▶ _Short problem_:
Gather each line in the material below that contains the string "sunglasses". Treat uppercase and lowercase letters as different.

━━━━━━

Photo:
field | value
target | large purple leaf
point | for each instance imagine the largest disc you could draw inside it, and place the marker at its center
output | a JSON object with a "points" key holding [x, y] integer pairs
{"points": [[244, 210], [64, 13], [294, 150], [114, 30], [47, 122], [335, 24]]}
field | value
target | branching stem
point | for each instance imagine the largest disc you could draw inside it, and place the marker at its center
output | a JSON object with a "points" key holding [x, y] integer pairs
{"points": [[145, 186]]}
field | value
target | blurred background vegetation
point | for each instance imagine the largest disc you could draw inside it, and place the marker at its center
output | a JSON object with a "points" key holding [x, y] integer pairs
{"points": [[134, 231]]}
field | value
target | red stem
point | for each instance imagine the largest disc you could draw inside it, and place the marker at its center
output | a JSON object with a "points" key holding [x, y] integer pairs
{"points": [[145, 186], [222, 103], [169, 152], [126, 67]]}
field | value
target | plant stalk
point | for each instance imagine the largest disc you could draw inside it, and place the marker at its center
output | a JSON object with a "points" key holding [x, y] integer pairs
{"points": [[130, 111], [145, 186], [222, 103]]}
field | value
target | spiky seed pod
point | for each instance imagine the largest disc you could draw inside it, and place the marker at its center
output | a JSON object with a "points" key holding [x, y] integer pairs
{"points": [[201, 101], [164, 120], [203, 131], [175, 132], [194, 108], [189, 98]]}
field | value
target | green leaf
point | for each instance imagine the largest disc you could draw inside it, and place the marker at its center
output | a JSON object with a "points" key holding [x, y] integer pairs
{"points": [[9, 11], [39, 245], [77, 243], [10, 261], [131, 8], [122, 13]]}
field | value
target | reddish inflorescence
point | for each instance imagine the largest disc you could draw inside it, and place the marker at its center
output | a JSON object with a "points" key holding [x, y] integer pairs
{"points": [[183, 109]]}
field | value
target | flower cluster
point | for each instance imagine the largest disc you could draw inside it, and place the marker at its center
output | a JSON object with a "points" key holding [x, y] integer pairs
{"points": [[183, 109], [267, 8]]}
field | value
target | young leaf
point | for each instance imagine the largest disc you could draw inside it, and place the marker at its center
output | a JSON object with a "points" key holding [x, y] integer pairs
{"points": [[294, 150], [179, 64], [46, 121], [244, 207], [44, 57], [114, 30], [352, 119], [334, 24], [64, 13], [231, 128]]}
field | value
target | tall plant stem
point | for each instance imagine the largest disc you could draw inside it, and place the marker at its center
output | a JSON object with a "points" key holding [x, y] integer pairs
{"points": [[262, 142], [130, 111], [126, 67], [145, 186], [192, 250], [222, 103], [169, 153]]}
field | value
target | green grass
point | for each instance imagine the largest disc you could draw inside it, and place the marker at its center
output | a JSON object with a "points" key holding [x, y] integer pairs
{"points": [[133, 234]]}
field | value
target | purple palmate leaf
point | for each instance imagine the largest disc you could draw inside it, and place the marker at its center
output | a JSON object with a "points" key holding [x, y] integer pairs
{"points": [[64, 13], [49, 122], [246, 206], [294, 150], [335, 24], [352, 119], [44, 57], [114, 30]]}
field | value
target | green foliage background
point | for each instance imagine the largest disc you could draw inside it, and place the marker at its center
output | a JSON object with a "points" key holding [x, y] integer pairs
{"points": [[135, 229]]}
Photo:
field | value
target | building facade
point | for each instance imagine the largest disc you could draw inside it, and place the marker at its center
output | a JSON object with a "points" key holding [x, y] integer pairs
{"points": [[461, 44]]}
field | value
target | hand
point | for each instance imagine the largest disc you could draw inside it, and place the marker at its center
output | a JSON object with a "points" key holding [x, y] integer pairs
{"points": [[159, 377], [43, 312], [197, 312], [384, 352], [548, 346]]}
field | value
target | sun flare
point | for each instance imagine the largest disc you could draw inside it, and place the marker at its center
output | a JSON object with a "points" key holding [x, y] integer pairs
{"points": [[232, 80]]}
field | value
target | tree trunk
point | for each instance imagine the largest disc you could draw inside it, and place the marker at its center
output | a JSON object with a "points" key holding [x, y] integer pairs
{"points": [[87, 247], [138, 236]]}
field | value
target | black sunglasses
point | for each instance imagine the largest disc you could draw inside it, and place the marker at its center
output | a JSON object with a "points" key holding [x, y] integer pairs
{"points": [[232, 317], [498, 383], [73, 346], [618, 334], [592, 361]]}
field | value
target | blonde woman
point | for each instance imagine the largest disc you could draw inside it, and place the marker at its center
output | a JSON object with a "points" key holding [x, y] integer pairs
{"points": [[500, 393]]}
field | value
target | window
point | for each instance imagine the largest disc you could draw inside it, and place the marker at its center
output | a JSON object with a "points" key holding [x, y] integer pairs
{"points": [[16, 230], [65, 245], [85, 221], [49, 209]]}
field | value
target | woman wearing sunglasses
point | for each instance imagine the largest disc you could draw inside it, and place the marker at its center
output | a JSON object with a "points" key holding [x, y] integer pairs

━━━━━━

▶ _Response to the task_:
target | black sunglasses
target | woman wearing sunglasses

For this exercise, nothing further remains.